== Given text ==
———

Well, your marriage is over. Sometimes it is the cause of the divorce, sometimes it happens during the divorce proceedings, and sometimes it doesn't happen for years later; but it almost always happens-- the new boyfriend or girlfriend.
This situation, unfortunately, is frequently the cause of greatly increased friction between parents who might otherwise be able to agree on how to parent their children. If it is a new boyfriend, he may misguidedly believe that he must act as the new "dad" to the children, and that he must be his girlfriend's protector against her unreasonable ex-husband. Or it may be the new girlfriend, who foolishly believes that, in her new boyfriend, she has a ready-made nuclear family, and she doesn't need interference from the ex-wife. Whatever the situation, if you are the new boyfriend or girlfriend, stay out of it. There is abundant research to establish that when parents fight, the children suffer. You do not help the situation by meddling.
If you are the parent, though, what are the nuts and bolts strategies that you can employ to make the best of the situation?
1. If your divorce is not final, you should not be cohabitating with your new significant other. The guardian ad litem and the judge will not look favorably on this situation. Additionally, if there is cohabitation, the personal history of your new partner is brought into the equation. If he or she has a criminal record, a drug or alcohol abuse problem, or a history of domestic violence, these are all factors that will be considered by the court in awarding placement. Of course, from time-to-time there is the situation where the new boyfriend is the biological father of a child born during the marriage. Even under these circumstances, cohabitation is not recommended.
2. Do not bring your new partner to court with you. Firstly, how the family court handles your family is absolutely none of his or her business. The judge will not let you new partner speak, and, in some cases, they may not even be allowed into the courtroom. The presence of this person creates undue anxiety and makes it much more difficult for parents to agree on how to disolve their marriage.

———

== Dataset excerpt ==

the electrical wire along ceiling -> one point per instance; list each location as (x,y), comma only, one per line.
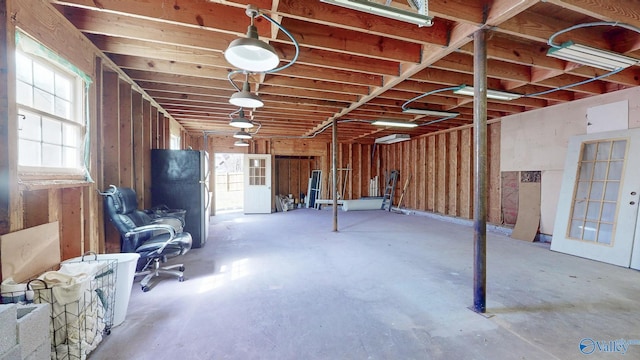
(359,61)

———

== Work task A ==
From the article on new partners after divorce, retype the passage between "2. Do not bring" and "disolve their marriage.", inclusive.
== Work task B ==
In the article on new partners after divorce, what does abundant research establish?
== Work task C ==
Proceed with the article on new partners after divorce from where it stops.

== Answer section A ==
2. Do not bring your new partner to court with you. Firstly, how the family court handles your family is absolutely none of his or her business. The judge will not let you new partner speak, and, in some cases, they may not even be allowed into the courtroom. The presence of this person creates undue anxiety and makes it much more difficult for parents to agree on how to disolve their marriage.

== Answer section B ==
When parents fight, the children suffer.

== Answer section C ==
3. Make it clear to your new partner that your children's relationship with their father/mother is important to you. You and your spouse are getting divorced, but the children, most likely, want nothing more than for the family to remain intact. If you poison the relationship between your children and your ex-spouse, you will pay a heavy price. Your children, ultimately, will resent you. Therefore, you should make it clear to your new partner that the children's relationship with your ex-spouse is important to you. Most new boyfriends or girlfriends are uncomfortable meddling in other people's family matters. They usually do so because their help has been solicited. Whatever you do, do not involve your new partner in family matters.
Divorces happen, and when it does, no one expects you to be alone for the rest of your life. However, take advice from an experienced Wisconsin divorce lawyer, not from your new boyfriend or girlfriend. He or she should be someone who fills a void in your life; and someone who helps make your life better. Do not let this person who destroys your relationship with your children.